● **PAGE EXCERPT**

This is the part where you borrow my take: no way he was blind.
Even before this recent hot streak, Curry had made more than 2,400 regular-season 3-pointers in his career. That’s third most in NBA history while taking the ninth-most attempts. He also has the best free-throw percentage in NBA history. Curry just passed Hall of Famer and Warriors legend Chris Mullin for fourth on the Warriors’ career points list. And that’s not to mention Curry’s ball-handling, developed by sensory overload drills with lights and tennis balls, and thread-the-needle passes.
But for those who have watched Curry over the years, you may have noticed this: he squints a lot. Sometimes, it looks like a piercing stare. Sometimes, he looks confused. But mostly, he’s developed a habit of adjusting his eyelids for clearer vision.
It is perhaps a sign of how mild his KC must be, because he could just squint and regain focus. But it is also a degenerative condition that, according to most scientists, doesn’t stop progressing until about age 40. So perhaps Curry, 31, reached a point where he needed to do something.
He said he should be wearing glasses, but he doesn’t. Once, at his annual Christmas event, he gave attendees a free visit with an optometrist and glasses if they needed them. When addressing the crowd he joked about needing to get checked out, too. He was giving a hint.

● **TASKS AND EXERCISES**
1. In the passage on Curry's eyesight, where does Curry rank in NBA history in free-throw percentage?
2. Translate this sentence from the passage on Curry's eyesight into Spanish: "He said he should be wearing glasses, but he doesn't."
The data after this point is not needed.

● **GIVEN INFORMATION**

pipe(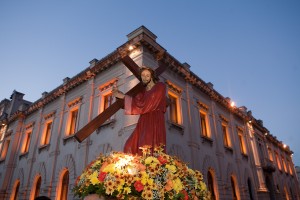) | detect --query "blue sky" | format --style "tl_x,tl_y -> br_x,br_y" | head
0,0 -> 300,165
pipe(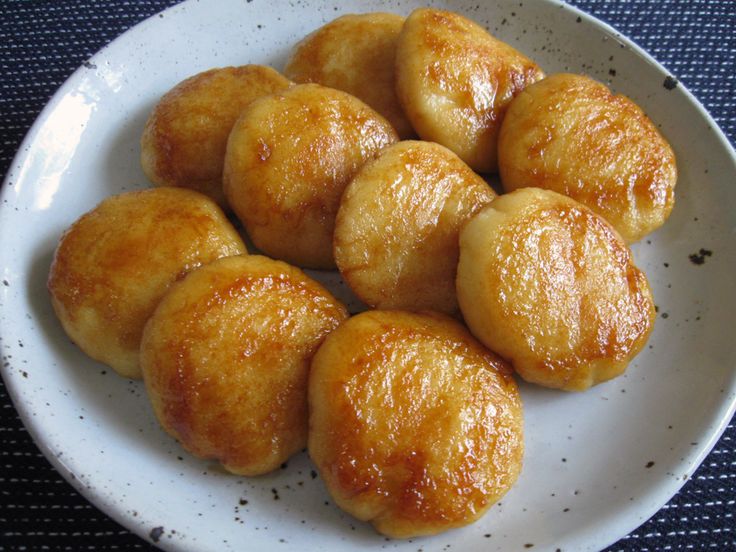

● **SOLUTIONS TO THE TASKS**
1. He has the best free-throw percentage in NBA history.

2. Dijo que debería usar lentes, pero no lo hace.